Exercise directions: According to the website security article, what do HTTPS connections encrypt?

Source document:
##############################

Having a secure website is crucial for any business operating online. Website vulnerabilities can cause of attacks, data breaches, and loss of customer trust if not properly maintained.
Using website security best practices can help you to protect your site and your users. In this article I have shared comprehensive checklist outlines you should take to bolster your web security.
Use HTTPS Across Your Entire Website
Enabling HTTPS across all your website pages is one of the most fundamental security best practices. HTTPS connections encrypt all data exchanged between your website and visitors’ browsers, preventing snooping of sensitive information.

##############################

Dataset rows:
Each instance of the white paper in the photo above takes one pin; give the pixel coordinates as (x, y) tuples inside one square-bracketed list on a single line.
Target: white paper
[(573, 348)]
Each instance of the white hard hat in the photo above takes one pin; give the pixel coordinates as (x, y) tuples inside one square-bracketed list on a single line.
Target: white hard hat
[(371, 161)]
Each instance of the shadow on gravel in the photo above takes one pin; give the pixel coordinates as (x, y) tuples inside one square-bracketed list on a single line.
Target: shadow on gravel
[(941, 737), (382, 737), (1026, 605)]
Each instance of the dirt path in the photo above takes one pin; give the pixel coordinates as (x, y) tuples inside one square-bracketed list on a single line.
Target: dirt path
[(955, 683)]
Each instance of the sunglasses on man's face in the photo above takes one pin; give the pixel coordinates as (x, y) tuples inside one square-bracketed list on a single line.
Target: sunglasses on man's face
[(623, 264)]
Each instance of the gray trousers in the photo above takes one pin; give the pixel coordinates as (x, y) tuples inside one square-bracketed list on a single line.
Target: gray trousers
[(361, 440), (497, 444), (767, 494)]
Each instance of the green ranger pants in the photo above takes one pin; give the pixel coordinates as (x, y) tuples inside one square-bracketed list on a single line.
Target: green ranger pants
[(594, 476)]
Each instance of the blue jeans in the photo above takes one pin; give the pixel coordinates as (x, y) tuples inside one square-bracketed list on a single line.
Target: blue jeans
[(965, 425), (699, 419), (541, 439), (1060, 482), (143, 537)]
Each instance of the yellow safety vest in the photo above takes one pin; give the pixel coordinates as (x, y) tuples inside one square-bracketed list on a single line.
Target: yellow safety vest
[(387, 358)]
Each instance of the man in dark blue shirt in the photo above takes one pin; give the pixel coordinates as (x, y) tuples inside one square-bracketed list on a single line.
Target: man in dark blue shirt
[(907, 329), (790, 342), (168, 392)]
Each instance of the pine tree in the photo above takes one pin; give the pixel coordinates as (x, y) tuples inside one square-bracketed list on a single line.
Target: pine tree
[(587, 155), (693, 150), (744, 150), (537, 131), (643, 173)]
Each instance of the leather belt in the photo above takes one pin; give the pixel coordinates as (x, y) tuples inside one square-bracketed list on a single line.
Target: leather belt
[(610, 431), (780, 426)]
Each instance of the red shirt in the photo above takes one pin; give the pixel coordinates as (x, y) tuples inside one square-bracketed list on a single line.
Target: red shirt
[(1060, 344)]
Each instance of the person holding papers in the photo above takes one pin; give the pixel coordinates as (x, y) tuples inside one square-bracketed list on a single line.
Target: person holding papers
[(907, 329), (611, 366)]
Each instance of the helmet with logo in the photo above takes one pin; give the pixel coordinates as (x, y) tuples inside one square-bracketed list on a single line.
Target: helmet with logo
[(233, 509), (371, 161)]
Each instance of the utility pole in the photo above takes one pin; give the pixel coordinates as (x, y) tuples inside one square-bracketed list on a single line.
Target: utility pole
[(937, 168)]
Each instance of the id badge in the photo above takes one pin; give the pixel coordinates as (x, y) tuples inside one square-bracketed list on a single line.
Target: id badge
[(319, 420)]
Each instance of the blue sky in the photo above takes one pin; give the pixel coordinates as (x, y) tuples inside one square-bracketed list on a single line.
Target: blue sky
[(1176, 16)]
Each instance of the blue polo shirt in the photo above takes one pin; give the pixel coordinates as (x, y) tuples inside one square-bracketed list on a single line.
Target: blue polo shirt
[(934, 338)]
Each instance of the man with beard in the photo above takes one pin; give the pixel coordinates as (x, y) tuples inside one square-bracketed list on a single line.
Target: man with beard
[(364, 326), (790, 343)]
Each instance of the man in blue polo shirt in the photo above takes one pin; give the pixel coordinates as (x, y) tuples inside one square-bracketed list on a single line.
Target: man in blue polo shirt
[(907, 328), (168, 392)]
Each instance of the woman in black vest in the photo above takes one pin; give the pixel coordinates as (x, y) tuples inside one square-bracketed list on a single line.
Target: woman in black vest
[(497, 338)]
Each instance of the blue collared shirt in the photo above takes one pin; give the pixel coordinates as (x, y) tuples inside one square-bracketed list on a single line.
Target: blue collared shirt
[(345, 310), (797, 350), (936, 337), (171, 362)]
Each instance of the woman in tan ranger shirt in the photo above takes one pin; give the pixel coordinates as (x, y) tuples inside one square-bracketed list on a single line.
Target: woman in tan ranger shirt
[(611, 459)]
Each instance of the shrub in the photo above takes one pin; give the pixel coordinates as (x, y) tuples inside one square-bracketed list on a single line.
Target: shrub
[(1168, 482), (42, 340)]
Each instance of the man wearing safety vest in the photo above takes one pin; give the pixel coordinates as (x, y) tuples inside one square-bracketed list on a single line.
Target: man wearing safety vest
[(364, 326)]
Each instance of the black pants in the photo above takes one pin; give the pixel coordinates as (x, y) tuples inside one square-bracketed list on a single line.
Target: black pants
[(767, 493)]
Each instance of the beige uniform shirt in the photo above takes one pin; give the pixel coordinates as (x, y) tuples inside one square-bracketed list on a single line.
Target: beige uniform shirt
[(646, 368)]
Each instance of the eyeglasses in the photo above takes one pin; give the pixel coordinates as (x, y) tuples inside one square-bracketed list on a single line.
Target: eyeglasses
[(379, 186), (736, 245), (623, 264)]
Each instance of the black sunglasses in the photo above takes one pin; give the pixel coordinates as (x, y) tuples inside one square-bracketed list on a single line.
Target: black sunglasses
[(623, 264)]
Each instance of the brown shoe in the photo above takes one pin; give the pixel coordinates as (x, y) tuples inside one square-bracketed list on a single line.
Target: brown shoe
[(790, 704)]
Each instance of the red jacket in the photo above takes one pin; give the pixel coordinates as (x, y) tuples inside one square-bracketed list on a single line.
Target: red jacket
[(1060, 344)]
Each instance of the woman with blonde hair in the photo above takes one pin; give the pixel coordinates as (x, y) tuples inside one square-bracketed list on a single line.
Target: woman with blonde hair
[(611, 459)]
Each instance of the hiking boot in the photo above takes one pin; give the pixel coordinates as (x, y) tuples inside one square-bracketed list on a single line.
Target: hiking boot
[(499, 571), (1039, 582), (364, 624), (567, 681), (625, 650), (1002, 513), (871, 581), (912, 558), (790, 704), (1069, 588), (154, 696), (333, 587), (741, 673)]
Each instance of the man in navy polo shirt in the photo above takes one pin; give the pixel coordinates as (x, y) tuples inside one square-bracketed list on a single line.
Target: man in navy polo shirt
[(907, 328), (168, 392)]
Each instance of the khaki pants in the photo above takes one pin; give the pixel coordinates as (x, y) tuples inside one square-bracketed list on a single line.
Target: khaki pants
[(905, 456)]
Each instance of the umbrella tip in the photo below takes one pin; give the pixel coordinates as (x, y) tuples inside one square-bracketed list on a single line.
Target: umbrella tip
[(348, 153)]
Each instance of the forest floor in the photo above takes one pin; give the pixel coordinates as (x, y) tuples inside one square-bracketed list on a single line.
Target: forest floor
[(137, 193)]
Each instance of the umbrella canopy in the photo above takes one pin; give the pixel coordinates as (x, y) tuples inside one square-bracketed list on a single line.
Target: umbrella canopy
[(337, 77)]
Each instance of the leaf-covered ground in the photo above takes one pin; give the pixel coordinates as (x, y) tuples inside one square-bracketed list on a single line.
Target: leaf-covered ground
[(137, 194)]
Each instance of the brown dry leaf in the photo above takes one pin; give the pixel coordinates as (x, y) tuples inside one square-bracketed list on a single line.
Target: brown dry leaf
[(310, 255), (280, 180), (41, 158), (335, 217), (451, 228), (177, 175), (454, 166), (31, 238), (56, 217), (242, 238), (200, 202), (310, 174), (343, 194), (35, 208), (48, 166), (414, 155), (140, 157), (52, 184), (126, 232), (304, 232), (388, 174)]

##############################

Task result: They encrypt all data exchanged between the website and visitors' browsers.